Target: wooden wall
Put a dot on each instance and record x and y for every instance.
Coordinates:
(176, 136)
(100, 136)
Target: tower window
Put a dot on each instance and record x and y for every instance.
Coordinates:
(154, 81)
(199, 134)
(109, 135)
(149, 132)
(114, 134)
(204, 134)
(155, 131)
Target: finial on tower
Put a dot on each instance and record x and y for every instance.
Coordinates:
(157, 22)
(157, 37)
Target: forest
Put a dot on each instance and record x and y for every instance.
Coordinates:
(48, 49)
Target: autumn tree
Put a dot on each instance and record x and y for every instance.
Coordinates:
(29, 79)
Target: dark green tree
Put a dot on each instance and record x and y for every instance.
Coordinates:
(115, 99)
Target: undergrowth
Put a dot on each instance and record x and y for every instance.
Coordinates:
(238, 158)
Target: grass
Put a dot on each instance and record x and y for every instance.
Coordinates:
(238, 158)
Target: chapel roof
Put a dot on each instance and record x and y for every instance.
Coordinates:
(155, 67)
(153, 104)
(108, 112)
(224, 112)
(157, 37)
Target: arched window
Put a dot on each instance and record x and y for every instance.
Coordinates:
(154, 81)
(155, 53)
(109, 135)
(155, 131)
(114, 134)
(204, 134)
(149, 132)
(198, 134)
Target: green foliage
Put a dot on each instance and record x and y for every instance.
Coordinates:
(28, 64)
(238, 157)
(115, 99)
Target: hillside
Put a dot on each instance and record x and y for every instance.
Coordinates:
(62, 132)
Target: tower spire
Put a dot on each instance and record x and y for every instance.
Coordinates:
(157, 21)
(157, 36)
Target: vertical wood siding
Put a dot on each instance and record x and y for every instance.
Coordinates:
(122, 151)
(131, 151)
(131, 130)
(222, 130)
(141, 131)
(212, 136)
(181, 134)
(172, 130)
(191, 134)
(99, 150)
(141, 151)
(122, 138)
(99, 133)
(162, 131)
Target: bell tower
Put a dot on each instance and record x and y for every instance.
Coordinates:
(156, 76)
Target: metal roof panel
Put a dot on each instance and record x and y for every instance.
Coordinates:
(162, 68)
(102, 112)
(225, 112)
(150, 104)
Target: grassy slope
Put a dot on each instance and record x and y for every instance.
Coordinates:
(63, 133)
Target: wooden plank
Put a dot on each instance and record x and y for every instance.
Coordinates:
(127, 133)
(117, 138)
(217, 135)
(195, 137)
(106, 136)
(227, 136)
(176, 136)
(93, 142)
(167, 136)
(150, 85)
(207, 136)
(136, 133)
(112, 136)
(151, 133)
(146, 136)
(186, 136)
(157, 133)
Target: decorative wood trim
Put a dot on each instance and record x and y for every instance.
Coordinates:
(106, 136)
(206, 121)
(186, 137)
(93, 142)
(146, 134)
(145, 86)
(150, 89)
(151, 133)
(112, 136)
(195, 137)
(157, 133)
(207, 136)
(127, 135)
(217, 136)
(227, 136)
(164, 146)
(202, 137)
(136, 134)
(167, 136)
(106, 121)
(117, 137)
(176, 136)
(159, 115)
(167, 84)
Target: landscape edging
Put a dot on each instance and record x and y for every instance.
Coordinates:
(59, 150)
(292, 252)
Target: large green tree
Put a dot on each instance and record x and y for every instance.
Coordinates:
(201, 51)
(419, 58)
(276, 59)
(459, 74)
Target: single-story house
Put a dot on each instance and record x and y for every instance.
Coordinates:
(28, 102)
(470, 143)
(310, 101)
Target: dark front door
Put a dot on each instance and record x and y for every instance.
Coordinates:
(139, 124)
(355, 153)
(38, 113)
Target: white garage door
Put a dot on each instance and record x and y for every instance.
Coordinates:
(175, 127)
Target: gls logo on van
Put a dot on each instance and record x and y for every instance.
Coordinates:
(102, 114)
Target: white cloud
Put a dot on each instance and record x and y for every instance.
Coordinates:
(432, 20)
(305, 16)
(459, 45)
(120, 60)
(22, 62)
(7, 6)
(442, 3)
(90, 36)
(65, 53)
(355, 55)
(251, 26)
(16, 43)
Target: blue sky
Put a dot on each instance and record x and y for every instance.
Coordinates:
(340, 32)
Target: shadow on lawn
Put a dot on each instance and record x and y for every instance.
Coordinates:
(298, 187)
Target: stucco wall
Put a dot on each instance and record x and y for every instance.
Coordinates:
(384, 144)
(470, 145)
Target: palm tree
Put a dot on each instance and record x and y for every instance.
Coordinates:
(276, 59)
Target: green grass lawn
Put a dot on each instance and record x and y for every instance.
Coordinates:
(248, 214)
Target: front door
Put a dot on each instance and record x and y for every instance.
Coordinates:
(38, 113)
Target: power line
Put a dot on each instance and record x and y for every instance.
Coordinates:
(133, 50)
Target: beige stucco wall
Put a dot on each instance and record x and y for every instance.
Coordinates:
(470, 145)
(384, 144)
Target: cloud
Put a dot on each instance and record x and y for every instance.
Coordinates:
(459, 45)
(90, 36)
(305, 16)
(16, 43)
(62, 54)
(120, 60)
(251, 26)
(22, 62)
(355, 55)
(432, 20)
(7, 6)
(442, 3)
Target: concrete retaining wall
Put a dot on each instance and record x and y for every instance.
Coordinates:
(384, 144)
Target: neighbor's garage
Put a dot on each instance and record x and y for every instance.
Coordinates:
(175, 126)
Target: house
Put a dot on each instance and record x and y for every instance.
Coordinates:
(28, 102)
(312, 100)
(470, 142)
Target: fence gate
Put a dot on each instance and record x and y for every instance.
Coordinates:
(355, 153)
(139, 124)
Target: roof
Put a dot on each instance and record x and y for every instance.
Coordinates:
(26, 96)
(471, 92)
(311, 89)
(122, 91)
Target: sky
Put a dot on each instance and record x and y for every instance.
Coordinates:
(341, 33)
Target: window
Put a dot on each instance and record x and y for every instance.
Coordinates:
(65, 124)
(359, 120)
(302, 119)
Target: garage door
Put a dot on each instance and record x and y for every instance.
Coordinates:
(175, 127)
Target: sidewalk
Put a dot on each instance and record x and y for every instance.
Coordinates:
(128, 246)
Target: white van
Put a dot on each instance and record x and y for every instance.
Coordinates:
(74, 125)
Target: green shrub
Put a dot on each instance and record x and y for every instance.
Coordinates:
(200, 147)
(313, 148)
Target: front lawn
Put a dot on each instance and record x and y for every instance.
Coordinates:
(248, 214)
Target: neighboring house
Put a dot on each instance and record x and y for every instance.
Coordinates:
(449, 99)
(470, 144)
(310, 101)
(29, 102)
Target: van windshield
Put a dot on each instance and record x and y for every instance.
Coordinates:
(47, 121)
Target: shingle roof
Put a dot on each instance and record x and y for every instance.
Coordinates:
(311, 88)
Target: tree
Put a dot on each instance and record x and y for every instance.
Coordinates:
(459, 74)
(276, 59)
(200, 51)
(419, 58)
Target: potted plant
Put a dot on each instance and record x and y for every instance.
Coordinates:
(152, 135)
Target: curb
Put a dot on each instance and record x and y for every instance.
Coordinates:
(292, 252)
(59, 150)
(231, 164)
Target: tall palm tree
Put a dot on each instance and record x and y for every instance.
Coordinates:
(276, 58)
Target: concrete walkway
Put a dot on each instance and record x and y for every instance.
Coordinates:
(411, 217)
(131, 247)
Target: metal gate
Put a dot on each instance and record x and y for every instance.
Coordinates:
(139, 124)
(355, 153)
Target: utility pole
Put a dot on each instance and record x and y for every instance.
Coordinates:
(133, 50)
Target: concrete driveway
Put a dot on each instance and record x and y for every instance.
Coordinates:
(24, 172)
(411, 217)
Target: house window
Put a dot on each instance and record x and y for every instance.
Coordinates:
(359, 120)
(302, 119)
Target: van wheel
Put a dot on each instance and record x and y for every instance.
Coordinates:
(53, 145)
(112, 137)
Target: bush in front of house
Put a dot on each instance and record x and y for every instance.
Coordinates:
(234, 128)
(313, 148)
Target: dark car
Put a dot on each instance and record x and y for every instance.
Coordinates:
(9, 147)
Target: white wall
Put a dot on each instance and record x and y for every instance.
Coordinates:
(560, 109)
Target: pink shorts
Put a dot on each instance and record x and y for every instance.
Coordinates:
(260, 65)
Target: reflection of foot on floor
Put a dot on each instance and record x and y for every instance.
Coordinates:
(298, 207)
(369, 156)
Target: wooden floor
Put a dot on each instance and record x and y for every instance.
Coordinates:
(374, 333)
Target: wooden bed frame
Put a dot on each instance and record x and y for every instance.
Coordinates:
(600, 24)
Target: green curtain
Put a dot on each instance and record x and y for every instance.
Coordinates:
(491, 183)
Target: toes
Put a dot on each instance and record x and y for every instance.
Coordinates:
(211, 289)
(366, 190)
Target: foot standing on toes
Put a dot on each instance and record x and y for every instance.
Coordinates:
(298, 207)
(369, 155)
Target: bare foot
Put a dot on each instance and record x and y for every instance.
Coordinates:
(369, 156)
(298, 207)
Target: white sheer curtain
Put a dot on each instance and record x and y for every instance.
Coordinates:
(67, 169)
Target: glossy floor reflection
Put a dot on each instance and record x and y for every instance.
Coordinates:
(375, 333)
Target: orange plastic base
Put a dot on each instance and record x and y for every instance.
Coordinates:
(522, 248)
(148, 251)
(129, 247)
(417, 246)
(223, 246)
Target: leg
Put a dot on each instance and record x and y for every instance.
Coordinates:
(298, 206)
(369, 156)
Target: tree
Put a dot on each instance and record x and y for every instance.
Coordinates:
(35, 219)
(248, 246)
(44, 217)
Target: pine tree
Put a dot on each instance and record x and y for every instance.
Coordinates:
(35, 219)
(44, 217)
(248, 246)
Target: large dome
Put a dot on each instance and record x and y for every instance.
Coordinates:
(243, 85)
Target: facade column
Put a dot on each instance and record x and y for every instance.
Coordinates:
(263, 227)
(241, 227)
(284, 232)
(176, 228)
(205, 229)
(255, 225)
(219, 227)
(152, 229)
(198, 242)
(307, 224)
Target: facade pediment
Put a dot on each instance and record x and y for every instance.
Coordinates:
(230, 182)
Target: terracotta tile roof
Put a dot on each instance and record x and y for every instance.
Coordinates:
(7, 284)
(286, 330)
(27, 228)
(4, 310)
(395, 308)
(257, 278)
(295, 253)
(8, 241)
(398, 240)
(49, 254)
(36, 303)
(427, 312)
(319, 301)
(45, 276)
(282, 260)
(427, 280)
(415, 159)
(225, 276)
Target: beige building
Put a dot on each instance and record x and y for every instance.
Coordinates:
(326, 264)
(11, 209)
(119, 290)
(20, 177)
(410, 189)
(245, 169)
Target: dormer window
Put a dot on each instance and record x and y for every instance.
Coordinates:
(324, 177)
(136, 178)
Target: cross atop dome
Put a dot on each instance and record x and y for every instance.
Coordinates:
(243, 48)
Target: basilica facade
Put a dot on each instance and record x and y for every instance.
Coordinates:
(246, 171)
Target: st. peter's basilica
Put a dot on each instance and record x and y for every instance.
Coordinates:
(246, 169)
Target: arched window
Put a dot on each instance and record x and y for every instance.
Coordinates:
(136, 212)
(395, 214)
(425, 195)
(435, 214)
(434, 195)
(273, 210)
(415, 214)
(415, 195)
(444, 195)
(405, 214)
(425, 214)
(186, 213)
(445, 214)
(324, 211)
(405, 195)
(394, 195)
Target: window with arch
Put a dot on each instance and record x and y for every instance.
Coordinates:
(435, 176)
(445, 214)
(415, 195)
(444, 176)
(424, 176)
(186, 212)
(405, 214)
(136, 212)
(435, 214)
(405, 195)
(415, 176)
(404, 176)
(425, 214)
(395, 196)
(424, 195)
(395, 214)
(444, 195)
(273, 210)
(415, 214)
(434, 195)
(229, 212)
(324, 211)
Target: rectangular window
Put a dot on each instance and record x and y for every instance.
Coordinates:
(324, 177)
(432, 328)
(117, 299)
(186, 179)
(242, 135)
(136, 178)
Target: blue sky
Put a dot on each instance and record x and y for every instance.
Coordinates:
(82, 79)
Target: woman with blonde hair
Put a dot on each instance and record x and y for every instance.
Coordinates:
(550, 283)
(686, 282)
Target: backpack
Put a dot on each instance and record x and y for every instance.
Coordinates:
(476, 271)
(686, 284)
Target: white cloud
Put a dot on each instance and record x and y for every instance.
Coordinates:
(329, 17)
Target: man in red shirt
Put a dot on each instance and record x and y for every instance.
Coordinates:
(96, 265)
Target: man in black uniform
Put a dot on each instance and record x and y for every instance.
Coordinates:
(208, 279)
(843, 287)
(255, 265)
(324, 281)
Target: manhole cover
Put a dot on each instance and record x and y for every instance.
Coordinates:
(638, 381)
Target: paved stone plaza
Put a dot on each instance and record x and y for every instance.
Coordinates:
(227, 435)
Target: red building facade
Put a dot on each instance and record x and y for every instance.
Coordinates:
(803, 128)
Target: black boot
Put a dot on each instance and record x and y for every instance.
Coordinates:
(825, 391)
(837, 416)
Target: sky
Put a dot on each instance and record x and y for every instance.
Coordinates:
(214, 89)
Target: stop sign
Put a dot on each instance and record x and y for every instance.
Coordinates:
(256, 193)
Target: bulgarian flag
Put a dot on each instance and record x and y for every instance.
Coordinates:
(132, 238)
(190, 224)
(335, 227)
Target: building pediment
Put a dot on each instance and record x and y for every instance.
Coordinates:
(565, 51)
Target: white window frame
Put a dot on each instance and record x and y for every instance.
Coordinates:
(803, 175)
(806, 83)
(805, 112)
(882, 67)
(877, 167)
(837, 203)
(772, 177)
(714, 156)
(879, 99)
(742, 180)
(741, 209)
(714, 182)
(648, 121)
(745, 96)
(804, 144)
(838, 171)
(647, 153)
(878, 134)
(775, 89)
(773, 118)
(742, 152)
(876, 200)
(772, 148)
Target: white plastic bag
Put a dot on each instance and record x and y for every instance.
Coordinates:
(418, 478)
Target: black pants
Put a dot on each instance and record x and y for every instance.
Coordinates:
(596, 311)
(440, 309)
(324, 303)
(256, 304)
# # #
◆ **What you are asked to do**: Search the data for the string "front". List each line that has it.

◆ **Task output**:
Target: dark front door
Target: front door
Target: front lawn
Target: bush in front of house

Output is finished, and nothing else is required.